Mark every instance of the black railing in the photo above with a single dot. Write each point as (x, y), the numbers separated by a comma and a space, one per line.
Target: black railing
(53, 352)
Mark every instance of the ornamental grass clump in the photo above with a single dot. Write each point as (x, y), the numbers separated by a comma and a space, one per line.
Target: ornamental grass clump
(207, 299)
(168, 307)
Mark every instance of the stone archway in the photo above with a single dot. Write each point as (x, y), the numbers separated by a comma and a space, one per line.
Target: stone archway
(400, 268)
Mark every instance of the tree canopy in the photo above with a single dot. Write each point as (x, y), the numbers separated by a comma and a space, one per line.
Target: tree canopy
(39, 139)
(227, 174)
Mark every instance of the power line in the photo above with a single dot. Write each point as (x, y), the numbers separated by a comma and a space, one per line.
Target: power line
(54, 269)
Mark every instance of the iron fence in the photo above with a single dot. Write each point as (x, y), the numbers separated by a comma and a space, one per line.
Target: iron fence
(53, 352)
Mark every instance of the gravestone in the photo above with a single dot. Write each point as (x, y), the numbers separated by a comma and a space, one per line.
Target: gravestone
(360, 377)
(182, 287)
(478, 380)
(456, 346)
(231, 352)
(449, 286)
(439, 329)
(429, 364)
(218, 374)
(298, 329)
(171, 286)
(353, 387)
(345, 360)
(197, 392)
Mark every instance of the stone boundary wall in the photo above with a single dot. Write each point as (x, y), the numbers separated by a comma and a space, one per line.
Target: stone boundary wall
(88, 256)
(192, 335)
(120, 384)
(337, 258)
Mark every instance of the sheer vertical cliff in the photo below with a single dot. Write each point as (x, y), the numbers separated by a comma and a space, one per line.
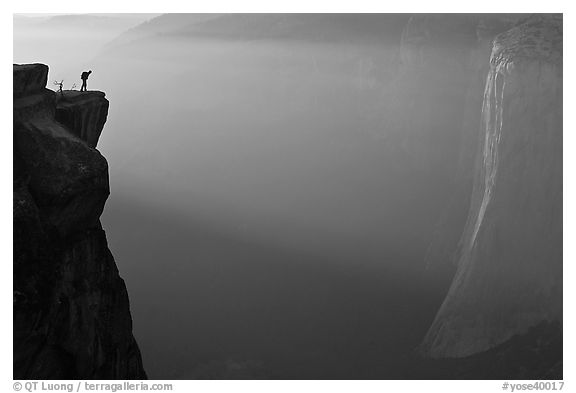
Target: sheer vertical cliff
(71, 309)
(509, 274)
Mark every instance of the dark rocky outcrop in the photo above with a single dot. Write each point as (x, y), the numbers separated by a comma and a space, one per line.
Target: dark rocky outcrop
(509, 274)
(71, 308)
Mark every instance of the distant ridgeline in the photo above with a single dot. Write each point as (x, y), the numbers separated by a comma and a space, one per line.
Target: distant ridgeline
(71, 310)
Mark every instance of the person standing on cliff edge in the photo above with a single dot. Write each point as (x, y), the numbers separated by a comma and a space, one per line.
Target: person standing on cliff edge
(84, 78)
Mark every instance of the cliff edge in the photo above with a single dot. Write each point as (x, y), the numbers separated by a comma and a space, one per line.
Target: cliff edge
(509, 274)
(71, 310)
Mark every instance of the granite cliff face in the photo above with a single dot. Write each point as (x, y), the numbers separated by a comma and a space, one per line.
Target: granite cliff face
(71, 308)
(509, 274)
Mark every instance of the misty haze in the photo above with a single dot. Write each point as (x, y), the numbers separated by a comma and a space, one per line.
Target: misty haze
(327, 196)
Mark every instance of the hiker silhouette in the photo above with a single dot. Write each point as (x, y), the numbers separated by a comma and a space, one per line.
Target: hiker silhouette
(84, 78)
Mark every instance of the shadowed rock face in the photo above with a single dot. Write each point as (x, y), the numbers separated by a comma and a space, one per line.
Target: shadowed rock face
(83, 113)
(509, 276)
(71, 308)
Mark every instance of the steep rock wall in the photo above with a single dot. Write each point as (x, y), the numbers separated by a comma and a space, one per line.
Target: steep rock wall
(509, 276)
(71, 308)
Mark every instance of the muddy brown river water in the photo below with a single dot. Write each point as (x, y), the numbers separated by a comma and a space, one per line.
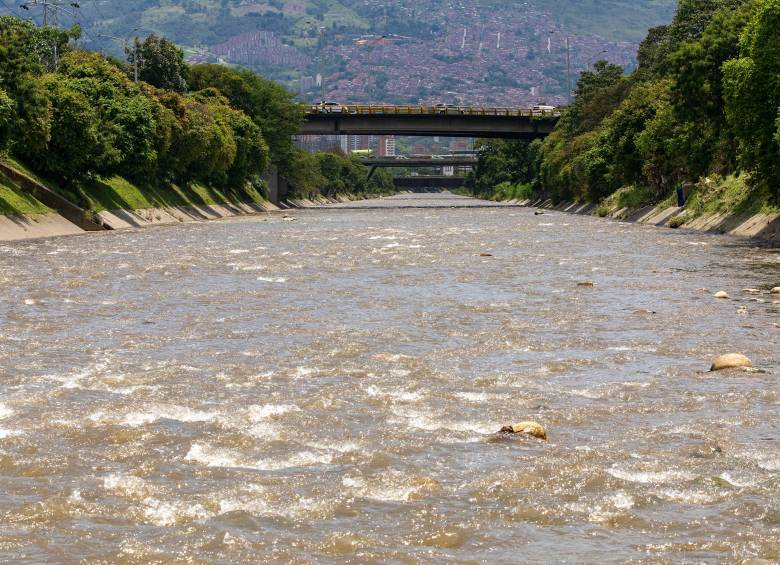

_Work instruction_
For the string "below", show each line of the entries above where it occurs.

_Exercise result_
Mark every instance of the sheer vertical cliff in the photo below with a single dot. Write each point as (x, y), the numbers separated by a comma and a space, one per line.
Mark every instance of the muddy brown river water in the photo below with a single dot. Write each point as (x, y), the numbers separated by a comma and a space, one per line.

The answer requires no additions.